WHAT TO PRODUCE. Give all of the lines again exactly as they read.

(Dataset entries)
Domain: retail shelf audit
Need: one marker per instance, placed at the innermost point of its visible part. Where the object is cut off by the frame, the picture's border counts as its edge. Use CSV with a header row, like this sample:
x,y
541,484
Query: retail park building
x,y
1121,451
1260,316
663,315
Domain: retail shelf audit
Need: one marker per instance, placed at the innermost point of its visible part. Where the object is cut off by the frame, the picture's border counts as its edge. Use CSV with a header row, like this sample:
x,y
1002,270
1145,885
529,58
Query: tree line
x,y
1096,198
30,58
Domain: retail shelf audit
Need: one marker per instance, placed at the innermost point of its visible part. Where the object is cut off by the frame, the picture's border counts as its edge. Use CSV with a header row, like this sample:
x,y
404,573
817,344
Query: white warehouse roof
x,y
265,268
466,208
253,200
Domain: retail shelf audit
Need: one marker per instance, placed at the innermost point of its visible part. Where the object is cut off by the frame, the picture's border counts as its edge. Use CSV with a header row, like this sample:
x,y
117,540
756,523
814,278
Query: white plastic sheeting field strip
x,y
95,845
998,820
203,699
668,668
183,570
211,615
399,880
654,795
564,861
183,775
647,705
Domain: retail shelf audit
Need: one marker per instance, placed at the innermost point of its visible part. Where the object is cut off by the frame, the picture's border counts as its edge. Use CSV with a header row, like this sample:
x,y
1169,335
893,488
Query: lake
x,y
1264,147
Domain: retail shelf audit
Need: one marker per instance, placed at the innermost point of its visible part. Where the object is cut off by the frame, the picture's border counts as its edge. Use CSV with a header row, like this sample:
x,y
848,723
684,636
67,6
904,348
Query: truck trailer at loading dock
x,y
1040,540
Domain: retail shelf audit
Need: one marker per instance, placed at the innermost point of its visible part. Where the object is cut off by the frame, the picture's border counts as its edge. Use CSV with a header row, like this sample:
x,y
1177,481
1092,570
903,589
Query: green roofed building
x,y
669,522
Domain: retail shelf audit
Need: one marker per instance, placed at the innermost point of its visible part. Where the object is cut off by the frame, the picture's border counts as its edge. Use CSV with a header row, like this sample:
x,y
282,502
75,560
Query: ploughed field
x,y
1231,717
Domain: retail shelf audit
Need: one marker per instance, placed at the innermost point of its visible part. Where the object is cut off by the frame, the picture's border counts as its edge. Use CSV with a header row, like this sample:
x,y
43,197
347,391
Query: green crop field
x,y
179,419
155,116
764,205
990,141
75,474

TASK RESPONSE.
Domain: retail shelf audit
Need: one marker per instance, placed at the innermost point of its visible part. Where the object is cut off by the frame, the picture's border counts as its edge. Use CSV with a header row, like this sample:
x,y
541,484
Query: retail park building
x,y
1121,451
1260,316
663,315
Domain: retail shelf audit
Need: one marker per instance, placed at the innermost point of its visible part. Where the object is cut off by the frame, the picture's border counts as its edge. Use CSV with a header row, like this sample:
x,y
1002,270
1145,885
529,58
Query: tree line
x,y
1096,198
30,58
Domain: retail shelf audit
Need: one marker per instance, placed at the innermost point of its visible part. Where the object is cut off by the frame, the picture's border counts as its edge. Use CSV with a header row, like this sample:
x,y
404,573
817,344
Query: white warehouse roof
x,y
265,268
466,208
253,200
Domain: retail shelf audit
Need: one marker per instance, placed at the innermost point of its visible part. Where the object is cut off by the frame, the picture's border counts as its edge. Use CSV with a header row, like this sample:
x,y
117,540
756,523
814,278
Query: white plastic sheeting field strip
x,y
95,845
998,820
203,699
668,668
183,570
211,615
399,880
654,795
564,861
183,775
647,705
Domain: retail shelf audit
Need: one marker per instance, placed at the innermost point of its visible part. Where the object is cut off by the frame, the picture's border counts as its edge. Use CSV with a header row, like this sample:
x,y
1169,335
893,488
Query: lake
x,y
1264,147
Domain: retail shelf audit
Need: one marker per instance, placed at the innermost point of its visible part. Where the object is cut off by the frame, the picture's border counts as its edge. Use CSV with a header row, like this sample:
x,y
848,723
684,636
67,6
904,348
Query: truck trailer at loading dock
x,y
1040,540
Domain: retail shelf audit
Need: one marker per instance, placed at the innermost point of its visible part. Where the object is cut off by the frame, the picture's border counts as its edge. Use CSV with a header row, like this sample:
x,y
1177,481
1092,570
903,589
Query: green roofed building
x,y
669,522
Domain: retail shelf audit
Need: one marker per instance, placed at the innermost point of its visible part. Where the object is cut off by the frame, the picture's border counts as its edge. Use CSV with a header row, like this sample:
x,y
282,502
75,560
Query: ploughed field
x,y
1231,717
Domain: retail shelf audit
Need: one marker per instance, placed at the innermost point of its visible part. Where the object is cut off by the frame, the picture's border counts as its edge. Use CSV with a header row, like this sample:
x,y
43,197
347,391
Query: green crop field
x,y
179,419
155,116
764,205
990,141
75,474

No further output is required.